- _Task_
Each record below is to be restated word for word.

- _Stored data_

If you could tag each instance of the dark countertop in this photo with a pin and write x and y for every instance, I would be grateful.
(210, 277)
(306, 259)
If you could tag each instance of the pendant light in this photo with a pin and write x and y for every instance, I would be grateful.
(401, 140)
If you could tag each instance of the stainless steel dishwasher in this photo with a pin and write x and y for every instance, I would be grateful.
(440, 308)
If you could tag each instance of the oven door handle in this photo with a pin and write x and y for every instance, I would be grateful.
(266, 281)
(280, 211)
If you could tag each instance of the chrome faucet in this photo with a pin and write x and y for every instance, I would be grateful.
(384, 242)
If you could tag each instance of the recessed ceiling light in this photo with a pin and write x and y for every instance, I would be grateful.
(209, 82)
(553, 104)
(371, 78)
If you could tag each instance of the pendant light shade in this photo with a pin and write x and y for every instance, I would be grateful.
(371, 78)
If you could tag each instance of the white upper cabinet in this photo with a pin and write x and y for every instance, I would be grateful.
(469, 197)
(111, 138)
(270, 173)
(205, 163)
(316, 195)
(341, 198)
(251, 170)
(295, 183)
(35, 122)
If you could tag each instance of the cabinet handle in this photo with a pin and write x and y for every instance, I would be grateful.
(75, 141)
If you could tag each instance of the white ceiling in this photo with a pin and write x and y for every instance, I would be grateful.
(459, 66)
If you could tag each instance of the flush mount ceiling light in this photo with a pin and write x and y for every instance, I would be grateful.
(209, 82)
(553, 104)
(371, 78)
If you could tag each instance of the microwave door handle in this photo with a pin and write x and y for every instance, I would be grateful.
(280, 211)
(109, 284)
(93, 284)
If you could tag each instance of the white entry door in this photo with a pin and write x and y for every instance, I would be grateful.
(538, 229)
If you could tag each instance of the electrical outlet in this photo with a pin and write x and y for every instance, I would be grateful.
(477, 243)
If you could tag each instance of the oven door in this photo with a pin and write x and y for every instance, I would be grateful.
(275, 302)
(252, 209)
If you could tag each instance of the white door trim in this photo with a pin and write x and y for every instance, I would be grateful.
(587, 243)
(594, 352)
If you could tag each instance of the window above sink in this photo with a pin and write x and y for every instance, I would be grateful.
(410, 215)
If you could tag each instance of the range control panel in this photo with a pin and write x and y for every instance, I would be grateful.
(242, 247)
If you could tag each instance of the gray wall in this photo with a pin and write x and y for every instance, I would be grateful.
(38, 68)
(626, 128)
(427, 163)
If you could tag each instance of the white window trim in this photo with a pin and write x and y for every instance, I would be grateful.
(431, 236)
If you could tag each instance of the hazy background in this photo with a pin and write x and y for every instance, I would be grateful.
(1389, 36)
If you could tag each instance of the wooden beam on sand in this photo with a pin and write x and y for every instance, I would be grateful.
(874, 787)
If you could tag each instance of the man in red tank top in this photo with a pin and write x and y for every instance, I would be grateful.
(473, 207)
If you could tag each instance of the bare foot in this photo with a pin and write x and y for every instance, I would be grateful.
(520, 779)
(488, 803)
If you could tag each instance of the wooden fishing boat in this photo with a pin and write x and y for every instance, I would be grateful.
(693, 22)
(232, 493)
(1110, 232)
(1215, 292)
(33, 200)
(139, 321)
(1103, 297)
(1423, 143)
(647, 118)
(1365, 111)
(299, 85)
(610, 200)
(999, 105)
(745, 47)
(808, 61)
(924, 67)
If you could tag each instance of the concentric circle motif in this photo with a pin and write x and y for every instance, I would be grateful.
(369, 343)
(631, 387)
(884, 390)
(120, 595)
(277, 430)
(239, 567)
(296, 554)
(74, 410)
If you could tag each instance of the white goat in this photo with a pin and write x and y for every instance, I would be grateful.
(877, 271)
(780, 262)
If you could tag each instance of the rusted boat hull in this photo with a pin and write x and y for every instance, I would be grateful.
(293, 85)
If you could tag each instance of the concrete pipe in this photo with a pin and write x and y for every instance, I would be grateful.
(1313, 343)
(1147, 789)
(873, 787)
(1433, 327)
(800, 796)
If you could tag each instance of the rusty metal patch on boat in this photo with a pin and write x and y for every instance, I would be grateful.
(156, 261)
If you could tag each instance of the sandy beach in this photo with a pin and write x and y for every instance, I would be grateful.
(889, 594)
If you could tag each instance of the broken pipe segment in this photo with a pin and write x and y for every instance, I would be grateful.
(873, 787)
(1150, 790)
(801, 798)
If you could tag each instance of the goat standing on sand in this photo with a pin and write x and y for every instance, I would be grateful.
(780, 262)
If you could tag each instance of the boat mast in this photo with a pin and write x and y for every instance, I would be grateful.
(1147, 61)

- _Task result_
If you could tag each instance of the dark countertop in this photo with a pin and write x and y for every instance, I would be grateful.
(210, 277)
(306, 259)
If you could tag each instance of the pendant light in this photo with a pin and write x and y for every instance, I would be grateful.
(401, 140)
If you could tag each instance of the stainless steel dishwasher in this photo with a pin and write x and y for every instance, I would be grateful.
(440, 308)
If you could tag each instance of the oven door handle in this photo with a pin and write x and y for every instance, I would be grateful.
(266, 281)
(280, 211)
If you could tag each instance of the chrome faucet in this photo with a pin and write x and y for every instance, I would be grateful.
(384, 242)
If you could tag each instance of the recessed ceiling light in this photo with a pin and write x and y for every instance, I would be grateful.
(209, 82)
(553, 104)
(371, 78)
If you could tag each instance of the pendant light shade in this photo with a pin and write x and y for every instance, I would be grateful.
(371, 78)
If you could tag each instance of the white upper cabinet in this photo with a pin and write x and y for every instance, I would be grateful.
(469, 197)
(111, 138)
(270, 173)
(205, 163)
(316, 195)
(341, 198)
(251, 170)
(295, 183)
(35, 122)
If you could tag each instance of the cabinet handle in this photo with a pin and write x and y for every instance, I would be grateful.
(75, 141)
If you could tag each instance of the white ceiling in this photo with a pin and write x and y for every instance, I would be grateful.
(459, 66)
If you could tag each instance of the flush mount ceiling light in this photo with a pin and write x and y for every instance, I would be grateful.
(209, 82)
(553, 104)
(371, 78)
If you could tag each instance of the microwave door handle in this photo with a pin and write x and y for every instance, I would be grateful.
(280, 211)
(109, 284)
(93, 284)
If you could tag each instance of the white entry door in this photo with a pin and write x and y for every instance, I would be grateful.
(538, 229)
If you could tag each instance of the electrical outlet in this photo with a pin and write x and y for every instance, I would be grateful.
(477, 243)
If you could tag each instance of the oven door in this photo with a pin and write x and y for every instance, I would be grateful.
(275, 302)
(252, 209)
If you could tag each instance of the white door trim in this photo with a pin and write x and y for every instance, I would be grateful.
(587, 243)
(594, 352)
If you could tag each instance of the window above sink in this photo with a pin and write x and y for every instance, I would be grateful.
(410, 215)
If you could tag each instance of the range control panel in this photo with a pin and write x and y for every instance, I would be grateful.
(242, 247)
If you could tag each instance of the gray wall in this photo with a pin and write x and y for every instance, I would be grateful.
(38, 68)
(626, 128)
(427, 163)
If you could tag each instance of the white window trim in this photo with a pin and write x and y for every instance, I would be grateful.
(431, 236)
If you could tag each instance of the hazy background in this photo with a pin and write x and y for every instance, I would be grateful.
(1389, 36)
If you could tag each instance of the wooden beam on sand in this photo with a pin and write x and y for every instance, I would be grateful.
(874, 787)
If you could tag each instance of the man in red tank top in this photo with a pin and write x and y for every instance, I would be grateful.
(473, 207)
If you could tag each instance of the bare foot in this photo with a pin and write x and y for every instance, I would be grateful.
(520, 779)
(488, 803)
If you could tag each instance of the wooden fishing boat in this photo with a pin and write x and y for every instance, I would be grateful.
(693, 22)
(232, 493)
(1110, 232)
(1215, 292)
(33, 200)
(139, 321)
(1103, 297)
(1423, 143)
(647, 118)
(1365, 111)
(299, 85)
(610, 200)
(999, 105)
(745, 47)
(808, 61)
(924, 67)
If you could tag each instance of the concentric circle motif in this photo with a pin and write x and y for every instance, I would be grateful.
(369, 343)
(631, 387)
(884, 390)
(120, 595)
(277, 430)
(239, 567)
(296, 554)
(74, 410)
If you could tag each instance of the white goat in this photo with a pin and write x and y for every instance, I would be grateful.
(877, 271)
(780, 262)
If you could tag each instance of the rusted boat hull in this photo with a pin and write x and y for every instance, I would be grateful.
(293, 85)
If you could tag each instance of the concrete pipe in this photo with a pin and write x and y for every instance, I would be grateful.
(1313, 343)
(1147, 789)
(873, 787)
(1433, 327)
(800, 796)
If you could tag each instance of the rusty metal patch on boat in this photo with a pin and write x and y for every instance, I would be grateful.
(156, 261)
If you could tag each instance of the sandy beach in this photo with a pin and write x and y for every instance, I would be grateful.
(889, 594)
If you could tag each instance of the broken pipe segment in this photo with a pin and write x and y for every instance, I would be grateful.
(873, 787)
(1150, 790)
(801, 798)
If you could tag each instance of the goat standing on sand in this photo with a pin and write x and y for every instance, I would be grateful.
(780, 262)
If you could tag each instance of the boat mast in this photo with a pin and write x and y for every instance, I would be grateful.
(1147, 61)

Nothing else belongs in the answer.